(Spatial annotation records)

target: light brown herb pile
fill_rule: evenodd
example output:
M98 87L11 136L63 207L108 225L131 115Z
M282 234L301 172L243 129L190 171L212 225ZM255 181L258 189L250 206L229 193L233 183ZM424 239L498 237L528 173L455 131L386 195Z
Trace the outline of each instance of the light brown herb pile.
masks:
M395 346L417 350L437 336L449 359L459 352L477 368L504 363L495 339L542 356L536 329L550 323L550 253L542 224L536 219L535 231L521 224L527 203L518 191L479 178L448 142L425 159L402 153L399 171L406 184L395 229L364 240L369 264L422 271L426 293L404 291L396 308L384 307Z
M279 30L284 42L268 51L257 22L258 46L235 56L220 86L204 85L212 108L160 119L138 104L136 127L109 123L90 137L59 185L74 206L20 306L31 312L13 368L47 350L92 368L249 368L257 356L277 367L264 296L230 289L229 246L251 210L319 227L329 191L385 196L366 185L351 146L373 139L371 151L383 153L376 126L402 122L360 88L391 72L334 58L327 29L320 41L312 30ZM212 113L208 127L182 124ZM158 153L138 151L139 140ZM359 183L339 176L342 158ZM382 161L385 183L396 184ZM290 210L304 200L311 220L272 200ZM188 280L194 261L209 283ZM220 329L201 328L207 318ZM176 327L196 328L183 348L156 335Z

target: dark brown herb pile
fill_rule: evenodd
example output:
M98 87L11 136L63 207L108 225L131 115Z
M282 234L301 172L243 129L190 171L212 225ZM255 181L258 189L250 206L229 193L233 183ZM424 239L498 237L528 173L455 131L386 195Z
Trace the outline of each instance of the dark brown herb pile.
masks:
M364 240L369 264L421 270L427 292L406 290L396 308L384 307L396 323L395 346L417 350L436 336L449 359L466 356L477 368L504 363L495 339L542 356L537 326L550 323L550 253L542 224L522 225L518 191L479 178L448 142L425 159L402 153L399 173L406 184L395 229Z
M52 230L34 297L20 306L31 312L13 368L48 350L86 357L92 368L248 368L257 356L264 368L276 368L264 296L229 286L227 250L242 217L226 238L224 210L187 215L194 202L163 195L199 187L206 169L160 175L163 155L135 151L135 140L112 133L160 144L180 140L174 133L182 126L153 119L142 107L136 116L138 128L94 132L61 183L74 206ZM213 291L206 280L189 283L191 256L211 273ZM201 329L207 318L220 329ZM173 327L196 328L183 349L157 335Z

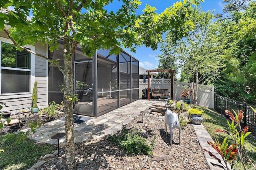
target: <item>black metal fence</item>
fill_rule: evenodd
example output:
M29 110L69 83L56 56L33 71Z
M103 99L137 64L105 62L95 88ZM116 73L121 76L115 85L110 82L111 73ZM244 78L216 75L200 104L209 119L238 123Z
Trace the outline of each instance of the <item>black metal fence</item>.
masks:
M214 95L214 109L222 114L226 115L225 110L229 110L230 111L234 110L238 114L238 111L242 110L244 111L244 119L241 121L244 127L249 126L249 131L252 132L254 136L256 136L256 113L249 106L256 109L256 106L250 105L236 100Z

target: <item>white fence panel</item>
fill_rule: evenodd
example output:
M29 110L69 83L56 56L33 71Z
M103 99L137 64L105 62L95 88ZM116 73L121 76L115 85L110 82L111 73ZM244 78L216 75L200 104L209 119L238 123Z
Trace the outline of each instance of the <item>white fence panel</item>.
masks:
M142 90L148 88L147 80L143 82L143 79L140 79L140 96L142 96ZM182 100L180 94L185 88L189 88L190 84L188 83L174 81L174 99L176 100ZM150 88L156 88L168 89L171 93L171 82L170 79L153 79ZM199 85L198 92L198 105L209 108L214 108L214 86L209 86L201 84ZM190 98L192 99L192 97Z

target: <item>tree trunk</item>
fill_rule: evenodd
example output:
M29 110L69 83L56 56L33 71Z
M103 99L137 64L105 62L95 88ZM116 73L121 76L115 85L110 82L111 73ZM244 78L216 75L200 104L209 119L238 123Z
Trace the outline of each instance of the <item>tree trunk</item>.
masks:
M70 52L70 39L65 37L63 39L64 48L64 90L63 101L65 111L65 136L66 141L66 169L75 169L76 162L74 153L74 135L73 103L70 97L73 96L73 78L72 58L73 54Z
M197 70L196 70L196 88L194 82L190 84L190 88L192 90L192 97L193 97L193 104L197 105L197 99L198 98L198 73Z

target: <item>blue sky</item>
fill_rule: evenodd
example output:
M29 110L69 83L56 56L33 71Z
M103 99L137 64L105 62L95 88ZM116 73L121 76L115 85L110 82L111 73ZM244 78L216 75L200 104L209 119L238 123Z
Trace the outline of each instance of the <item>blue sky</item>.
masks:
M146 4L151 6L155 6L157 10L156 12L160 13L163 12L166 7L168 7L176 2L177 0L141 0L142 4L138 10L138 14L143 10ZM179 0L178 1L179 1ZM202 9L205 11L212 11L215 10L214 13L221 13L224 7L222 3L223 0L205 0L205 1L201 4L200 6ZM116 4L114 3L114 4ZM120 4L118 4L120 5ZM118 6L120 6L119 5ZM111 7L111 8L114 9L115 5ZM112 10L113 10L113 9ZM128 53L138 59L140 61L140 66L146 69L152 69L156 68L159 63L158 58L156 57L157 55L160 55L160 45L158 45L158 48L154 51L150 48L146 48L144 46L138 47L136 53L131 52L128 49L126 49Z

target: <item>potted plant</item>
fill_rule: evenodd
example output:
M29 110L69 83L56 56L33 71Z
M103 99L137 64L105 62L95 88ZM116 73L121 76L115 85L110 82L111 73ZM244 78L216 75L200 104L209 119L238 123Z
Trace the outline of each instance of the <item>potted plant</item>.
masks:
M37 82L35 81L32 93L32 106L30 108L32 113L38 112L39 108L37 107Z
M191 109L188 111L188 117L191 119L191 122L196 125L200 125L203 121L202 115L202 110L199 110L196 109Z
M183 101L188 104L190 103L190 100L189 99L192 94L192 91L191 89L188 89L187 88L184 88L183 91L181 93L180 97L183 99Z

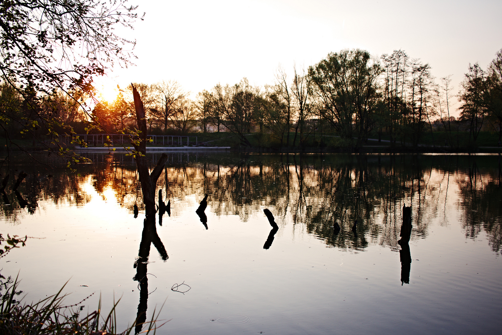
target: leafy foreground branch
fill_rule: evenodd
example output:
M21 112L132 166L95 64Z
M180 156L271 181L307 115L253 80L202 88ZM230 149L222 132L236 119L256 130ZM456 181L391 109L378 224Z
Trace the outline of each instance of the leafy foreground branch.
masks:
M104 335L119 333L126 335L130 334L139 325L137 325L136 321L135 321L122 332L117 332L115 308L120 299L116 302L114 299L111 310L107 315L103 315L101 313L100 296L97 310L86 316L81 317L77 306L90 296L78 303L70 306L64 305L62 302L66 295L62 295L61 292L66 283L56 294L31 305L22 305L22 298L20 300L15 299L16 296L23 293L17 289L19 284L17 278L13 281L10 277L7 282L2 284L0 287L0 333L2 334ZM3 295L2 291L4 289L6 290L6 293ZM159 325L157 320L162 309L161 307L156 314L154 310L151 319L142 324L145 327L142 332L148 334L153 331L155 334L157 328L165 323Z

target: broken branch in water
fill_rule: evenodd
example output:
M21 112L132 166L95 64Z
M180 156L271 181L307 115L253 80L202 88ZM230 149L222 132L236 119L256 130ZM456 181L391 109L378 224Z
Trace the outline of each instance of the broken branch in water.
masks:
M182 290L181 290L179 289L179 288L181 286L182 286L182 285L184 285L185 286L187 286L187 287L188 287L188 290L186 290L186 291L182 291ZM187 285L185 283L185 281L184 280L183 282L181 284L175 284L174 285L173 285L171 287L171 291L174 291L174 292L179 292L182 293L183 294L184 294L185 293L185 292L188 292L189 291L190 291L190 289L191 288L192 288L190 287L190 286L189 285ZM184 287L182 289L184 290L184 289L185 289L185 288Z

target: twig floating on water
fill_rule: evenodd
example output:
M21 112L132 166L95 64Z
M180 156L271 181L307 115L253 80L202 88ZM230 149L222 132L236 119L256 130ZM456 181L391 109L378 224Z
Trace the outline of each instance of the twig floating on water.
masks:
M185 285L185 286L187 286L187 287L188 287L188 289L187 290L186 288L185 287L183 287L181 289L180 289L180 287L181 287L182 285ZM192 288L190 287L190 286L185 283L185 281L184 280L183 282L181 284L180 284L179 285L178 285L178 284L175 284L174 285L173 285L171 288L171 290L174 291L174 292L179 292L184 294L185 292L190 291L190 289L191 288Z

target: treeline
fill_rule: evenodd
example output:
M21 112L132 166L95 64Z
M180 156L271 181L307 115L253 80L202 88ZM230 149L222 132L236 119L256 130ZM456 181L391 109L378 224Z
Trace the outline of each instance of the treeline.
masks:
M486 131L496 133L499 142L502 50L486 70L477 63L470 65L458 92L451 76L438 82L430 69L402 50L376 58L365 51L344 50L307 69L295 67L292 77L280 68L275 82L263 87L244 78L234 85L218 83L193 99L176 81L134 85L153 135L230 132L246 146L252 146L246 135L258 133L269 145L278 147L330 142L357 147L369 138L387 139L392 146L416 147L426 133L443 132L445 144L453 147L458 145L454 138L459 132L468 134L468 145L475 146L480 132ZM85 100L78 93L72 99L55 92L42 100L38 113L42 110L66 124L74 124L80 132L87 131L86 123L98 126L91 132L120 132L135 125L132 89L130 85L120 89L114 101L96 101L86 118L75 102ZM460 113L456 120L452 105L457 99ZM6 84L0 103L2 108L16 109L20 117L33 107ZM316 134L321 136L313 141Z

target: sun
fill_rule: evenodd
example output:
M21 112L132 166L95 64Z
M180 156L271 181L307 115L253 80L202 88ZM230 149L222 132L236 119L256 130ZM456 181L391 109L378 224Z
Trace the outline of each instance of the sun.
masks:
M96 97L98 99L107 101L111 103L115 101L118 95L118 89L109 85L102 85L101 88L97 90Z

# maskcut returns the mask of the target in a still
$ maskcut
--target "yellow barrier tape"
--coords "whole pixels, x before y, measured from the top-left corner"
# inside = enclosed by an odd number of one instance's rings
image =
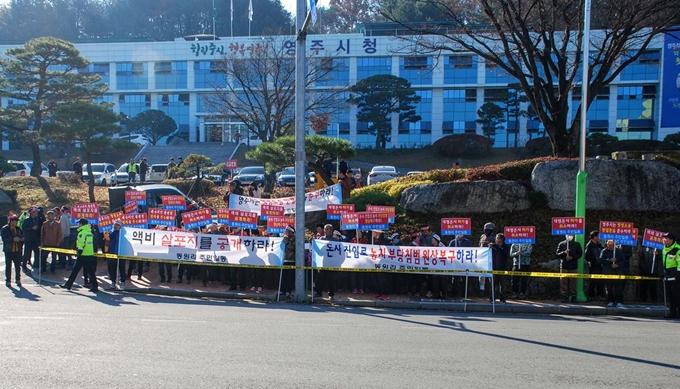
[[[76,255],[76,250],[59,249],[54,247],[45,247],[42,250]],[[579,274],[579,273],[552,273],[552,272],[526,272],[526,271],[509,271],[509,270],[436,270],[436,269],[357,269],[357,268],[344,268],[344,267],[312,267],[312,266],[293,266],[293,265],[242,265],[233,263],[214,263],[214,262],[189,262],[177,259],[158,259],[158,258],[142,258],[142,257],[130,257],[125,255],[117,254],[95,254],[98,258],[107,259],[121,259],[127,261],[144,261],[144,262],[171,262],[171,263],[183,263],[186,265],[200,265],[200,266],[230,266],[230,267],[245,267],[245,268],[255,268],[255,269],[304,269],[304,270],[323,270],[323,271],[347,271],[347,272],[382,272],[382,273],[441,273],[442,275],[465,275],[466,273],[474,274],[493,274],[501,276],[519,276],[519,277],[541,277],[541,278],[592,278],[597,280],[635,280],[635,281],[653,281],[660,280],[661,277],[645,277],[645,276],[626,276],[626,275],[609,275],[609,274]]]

SET PROBLEM
Quote every line from the first one through the line containing "M395 346L417 350L437", including both of those lines.

ANSWER TO THE TASK
target: light brown herb pile
fill_rule: evenodd
example output:
M98 87L11 136L63 207L108 225L131 115Z
M282 234L301 172L243 129L190 171L212 225ZM255 181L258 189L250 206L229 193L233 183ZM424 239L498 237L528 173L455 131L386 195Z
Trace the outline of each instance of the light brown herb pile.
masks:
M395 346L417 350L437 336L449 359L459 352L477 368L504 363L495 339L542 356L536 329L550 323L550 253L542 224L536 219L535 231L521 224L527 203L518 191L479 178L448 142L425 159L402 153L399 171L406 184L395 229L364 240L369 264L422 271L426 293L404 291L396 308L384 307Z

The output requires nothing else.